_ACTIVITY_
Every line containing "image" should be copied out. Go through the entries and find them.

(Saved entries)
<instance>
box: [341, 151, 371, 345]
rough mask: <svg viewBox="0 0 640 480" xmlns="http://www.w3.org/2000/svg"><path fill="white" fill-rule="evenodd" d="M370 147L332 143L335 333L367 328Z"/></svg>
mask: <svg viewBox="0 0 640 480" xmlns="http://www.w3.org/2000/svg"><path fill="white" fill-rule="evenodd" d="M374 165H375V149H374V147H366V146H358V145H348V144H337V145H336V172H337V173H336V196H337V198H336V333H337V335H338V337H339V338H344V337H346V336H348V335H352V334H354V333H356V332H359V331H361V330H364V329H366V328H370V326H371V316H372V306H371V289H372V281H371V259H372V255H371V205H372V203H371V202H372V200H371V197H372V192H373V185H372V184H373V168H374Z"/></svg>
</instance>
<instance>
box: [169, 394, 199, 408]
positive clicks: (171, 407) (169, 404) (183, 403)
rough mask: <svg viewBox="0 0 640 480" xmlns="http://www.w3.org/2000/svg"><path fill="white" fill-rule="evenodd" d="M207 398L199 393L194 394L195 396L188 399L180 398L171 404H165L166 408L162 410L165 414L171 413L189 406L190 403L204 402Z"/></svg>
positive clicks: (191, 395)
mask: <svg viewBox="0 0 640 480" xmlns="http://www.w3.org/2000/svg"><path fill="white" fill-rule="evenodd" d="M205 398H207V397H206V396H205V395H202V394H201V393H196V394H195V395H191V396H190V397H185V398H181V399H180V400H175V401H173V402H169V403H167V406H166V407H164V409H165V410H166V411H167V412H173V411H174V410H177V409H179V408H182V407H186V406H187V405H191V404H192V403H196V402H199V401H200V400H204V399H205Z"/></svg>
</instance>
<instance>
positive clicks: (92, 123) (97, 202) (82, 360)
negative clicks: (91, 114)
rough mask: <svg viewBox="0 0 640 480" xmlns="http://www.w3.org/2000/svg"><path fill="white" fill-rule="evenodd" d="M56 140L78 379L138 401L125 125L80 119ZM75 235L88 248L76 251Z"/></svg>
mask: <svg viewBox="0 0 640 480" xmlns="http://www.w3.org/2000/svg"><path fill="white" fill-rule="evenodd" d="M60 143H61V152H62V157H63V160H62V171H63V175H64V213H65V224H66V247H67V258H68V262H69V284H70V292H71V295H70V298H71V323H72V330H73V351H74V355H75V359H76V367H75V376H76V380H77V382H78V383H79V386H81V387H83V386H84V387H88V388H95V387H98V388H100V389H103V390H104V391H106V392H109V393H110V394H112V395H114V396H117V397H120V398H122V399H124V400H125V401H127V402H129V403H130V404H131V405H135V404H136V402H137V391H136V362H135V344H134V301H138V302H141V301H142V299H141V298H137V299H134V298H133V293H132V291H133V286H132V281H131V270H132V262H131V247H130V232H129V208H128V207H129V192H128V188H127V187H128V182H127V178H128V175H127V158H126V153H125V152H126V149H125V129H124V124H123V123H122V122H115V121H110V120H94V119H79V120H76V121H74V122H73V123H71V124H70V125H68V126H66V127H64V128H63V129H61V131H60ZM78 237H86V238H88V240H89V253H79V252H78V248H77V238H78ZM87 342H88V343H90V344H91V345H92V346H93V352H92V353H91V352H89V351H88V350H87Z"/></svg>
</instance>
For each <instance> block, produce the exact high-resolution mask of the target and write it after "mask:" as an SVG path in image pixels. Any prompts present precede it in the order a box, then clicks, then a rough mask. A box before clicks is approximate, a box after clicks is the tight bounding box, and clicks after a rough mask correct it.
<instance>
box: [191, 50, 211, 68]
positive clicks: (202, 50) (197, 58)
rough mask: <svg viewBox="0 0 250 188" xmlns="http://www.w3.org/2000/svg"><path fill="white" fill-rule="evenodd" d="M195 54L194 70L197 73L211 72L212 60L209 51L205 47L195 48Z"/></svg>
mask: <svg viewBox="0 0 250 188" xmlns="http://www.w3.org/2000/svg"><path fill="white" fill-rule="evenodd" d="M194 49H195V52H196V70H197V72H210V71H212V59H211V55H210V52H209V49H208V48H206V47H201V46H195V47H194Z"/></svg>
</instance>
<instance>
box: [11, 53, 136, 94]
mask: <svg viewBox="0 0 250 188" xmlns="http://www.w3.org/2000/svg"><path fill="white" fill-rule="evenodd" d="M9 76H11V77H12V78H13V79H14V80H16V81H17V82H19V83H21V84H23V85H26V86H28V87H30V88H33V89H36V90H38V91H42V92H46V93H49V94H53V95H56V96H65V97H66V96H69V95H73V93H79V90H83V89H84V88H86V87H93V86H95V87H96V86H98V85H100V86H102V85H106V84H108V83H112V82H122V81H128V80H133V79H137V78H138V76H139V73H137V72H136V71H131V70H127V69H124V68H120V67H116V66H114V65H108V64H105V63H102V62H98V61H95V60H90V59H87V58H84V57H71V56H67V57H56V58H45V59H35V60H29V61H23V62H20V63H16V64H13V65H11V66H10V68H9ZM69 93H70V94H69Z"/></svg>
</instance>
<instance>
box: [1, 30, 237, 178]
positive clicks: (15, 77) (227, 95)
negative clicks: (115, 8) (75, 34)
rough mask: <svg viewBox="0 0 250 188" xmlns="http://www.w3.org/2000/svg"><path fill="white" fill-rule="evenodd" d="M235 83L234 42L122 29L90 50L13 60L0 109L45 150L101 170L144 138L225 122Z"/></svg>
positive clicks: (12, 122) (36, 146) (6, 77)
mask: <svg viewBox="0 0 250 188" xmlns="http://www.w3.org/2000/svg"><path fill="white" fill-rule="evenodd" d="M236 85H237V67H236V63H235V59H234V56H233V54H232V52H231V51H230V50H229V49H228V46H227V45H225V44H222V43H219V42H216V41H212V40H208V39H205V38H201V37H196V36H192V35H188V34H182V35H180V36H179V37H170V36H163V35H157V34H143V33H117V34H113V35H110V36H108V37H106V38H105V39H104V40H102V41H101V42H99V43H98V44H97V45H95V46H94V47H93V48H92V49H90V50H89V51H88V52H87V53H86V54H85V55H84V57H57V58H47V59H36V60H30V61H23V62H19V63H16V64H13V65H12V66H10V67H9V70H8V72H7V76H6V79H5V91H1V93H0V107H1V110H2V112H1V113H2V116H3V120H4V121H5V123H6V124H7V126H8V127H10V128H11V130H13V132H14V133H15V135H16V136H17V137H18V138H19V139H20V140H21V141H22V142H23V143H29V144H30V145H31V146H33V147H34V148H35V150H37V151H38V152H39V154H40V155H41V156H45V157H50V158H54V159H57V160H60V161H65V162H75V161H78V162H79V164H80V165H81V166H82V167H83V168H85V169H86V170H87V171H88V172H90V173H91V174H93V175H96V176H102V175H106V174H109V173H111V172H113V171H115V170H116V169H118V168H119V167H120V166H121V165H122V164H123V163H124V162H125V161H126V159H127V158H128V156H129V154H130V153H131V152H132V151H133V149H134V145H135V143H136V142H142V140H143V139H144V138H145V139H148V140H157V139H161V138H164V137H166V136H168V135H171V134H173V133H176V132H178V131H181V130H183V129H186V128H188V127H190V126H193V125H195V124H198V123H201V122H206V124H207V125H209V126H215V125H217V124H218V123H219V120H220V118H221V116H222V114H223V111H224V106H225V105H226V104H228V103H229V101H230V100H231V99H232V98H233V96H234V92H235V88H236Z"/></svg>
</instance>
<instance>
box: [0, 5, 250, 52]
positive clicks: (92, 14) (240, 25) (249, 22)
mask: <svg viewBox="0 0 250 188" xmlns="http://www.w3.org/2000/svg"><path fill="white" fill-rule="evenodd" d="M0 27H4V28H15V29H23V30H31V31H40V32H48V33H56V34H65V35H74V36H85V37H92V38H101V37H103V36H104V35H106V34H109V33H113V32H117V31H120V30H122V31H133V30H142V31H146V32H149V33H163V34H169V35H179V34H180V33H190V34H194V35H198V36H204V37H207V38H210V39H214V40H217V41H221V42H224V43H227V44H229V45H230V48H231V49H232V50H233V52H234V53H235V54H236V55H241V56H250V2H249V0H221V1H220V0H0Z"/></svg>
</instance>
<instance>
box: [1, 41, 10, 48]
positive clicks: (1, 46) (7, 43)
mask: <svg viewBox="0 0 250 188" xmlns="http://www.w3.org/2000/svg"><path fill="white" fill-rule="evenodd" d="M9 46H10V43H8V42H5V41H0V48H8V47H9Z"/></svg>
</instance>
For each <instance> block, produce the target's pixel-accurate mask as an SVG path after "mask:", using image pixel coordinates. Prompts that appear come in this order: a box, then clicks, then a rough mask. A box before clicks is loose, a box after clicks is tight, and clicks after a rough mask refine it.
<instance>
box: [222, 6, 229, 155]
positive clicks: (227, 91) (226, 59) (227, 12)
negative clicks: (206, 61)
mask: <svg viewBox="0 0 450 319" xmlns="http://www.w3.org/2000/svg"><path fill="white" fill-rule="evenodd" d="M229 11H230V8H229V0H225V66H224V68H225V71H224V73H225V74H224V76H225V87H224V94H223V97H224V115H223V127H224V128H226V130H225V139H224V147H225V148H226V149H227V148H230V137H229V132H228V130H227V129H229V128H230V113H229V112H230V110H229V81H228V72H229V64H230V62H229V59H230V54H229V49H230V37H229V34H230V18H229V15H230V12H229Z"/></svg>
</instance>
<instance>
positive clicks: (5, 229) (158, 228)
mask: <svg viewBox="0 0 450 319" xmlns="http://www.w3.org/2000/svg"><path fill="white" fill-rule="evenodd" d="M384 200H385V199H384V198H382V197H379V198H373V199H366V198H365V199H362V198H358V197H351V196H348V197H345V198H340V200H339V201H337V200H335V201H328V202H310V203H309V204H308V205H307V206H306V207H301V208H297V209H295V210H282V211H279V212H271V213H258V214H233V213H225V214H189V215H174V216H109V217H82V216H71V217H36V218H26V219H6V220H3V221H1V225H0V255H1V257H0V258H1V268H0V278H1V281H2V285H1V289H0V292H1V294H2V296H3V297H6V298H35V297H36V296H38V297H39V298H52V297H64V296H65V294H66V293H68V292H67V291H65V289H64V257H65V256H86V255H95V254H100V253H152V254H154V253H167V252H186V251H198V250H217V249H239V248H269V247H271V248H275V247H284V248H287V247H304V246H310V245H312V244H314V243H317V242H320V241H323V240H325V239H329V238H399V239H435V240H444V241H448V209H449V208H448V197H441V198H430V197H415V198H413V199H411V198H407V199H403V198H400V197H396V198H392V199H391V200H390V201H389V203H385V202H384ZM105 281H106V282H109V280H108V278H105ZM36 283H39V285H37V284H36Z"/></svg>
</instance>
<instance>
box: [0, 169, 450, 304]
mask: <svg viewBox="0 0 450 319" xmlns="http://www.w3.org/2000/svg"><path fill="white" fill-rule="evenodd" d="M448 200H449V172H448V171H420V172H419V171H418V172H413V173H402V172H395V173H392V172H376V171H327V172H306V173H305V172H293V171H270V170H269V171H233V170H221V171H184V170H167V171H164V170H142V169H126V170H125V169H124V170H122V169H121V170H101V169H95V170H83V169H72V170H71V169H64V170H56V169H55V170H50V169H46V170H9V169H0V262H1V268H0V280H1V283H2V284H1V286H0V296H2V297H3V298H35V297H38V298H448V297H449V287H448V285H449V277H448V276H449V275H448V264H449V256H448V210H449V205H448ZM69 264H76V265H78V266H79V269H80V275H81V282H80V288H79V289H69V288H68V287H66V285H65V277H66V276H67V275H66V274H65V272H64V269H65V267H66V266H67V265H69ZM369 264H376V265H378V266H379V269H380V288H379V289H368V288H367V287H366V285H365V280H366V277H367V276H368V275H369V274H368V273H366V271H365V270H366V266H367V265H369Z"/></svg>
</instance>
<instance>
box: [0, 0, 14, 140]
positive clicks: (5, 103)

_TASK SOLUTION_
For each <instance> block, produce the exact high-resolution mask of the target and write it after "mask:" as an SVG path in image pixels. Any prompts present precede it in the order a box, then clicks, then a rough mask. A box before clicks is approximate, a box after clicks is the tight bounding box, and clicks after a rough mask correct it.
For each <instance> block, produce the target's pixel-accurate mask as an SVG path after "mask:", using image pixel coordinates. Prompts that appear come in this order: a box, then clicks, then a rough mask. A box before clicks is loose, a box after clicks is tight, and clicks after a rough mask refine it.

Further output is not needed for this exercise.